═════ Exercise data

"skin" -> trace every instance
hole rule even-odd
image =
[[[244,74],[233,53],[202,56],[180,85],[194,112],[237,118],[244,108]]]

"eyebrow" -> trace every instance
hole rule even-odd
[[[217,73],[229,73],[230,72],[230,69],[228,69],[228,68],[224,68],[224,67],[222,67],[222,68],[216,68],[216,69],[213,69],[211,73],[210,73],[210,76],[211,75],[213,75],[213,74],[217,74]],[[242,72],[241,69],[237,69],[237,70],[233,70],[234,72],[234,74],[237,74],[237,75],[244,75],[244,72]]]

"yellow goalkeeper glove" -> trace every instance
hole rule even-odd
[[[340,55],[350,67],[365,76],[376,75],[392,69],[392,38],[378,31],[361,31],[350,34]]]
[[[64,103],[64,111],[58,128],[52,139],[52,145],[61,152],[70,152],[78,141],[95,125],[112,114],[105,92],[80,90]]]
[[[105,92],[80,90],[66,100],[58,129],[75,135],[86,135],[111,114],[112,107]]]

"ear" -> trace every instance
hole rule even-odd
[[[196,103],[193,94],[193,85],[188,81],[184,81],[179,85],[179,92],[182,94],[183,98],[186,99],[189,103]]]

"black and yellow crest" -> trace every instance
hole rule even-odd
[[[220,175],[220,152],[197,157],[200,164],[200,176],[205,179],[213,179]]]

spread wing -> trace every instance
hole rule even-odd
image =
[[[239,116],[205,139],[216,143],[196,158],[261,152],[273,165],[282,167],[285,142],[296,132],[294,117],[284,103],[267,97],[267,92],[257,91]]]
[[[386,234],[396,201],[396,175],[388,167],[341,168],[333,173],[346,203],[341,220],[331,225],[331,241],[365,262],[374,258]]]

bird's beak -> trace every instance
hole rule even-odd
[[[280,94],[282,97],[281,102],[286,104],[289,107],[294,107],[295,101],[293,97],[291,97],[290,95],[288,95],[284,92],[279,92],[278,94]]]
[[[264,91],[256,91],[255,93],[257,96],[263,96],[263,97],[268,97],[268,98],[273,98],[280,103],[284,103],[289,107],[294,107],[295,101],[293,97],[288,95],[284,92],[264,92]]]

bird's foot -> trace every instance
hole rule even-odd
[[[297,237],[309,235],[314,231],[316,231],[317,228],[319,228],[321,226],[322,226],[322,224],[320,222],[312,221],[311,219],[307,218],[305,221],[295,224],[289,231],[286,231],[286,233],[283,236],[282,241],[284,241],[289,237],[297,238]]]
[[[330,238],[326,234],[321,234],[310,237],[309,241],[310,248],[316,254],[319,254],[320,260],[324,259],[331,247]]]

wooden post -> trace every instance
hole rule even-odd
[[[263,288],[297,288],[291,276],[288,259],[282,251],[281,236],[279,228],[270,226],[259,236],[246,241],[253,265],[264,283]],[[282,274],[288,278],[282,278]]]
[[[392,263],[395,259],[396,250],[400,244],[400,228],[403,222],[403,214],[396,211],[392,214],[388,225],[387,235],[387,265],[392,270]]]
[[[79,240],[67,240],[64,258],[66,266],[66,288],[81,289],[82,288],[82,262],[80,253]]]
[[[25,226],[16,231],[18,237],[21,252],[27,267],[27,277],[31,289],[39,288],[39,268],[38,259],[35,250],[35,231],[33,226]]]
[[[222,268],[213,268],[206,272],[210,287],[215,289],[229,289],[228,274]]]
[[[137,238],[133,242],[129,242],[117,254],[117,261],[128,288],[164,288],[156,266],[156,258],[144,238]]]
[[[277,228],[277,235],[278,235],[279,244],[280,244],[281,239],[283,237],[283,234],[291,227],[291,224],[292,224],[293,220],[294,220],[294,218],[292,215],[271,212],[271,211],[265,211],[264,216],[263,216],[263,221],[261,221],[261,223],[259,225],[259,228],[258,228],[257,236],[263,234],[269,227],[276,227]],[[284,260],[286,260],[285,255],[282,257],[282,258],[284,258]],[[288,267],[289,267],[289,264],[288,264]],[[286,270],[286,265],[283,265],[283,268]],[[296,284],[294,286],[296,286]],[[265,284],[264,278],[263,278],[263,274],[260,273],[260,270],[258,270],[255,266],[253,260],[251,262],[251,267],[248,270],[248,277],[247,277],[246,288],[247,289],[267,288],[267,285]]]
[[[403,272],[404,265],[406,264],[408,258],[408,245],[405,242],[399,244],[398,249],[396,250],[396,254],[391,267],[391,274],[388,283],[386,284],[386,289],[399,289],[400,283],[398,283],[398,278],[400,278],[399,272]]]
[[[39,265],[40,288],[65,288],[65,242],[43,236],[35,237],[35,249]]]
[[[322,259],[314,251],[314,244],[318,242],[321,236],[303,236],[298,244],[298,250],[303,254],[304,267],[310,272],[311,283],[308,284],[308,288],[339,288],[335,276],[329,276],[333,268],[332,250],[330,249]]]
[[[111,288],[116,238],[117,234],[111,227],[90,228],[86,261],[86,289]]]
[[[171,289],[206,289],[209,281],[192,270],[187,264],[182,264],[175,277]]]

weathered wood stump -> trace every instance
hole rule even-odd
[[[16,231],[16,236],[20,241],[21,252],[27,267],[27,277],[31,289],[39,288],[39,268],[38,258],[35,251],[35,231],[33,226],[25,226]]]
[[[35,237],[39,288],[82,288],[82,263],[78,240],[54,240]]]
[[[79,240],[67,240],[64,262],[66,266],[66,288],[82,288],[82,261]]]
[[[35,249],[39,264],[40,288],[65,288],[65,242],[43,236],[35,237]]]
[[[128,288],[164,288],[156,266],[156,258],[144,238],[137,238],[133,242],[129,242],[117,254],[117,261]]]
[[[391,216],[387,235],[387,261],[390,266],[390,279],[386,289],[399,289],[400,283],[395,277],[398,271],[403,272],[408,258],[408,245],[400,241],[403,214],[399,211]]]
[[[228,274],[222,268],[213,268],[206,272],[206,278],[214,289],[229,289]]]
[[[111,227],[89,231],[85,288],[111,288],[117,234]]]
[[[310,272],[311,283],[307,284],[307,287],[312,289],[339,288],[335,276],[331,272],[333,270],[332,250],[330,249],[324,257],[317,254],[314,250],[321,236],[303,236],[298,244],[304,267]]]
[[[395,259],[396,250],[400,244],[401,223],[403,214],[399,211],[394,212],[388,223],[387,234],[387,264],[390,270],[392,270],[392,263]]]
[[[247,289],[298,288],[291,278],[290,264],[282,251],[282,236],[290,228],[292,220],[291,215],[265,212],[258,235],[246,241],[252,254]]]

══════════

▶ **Written problem**:
How many of the lines above contain the string "trace"? Reply with the number only.

▶ **Exercise result**:
10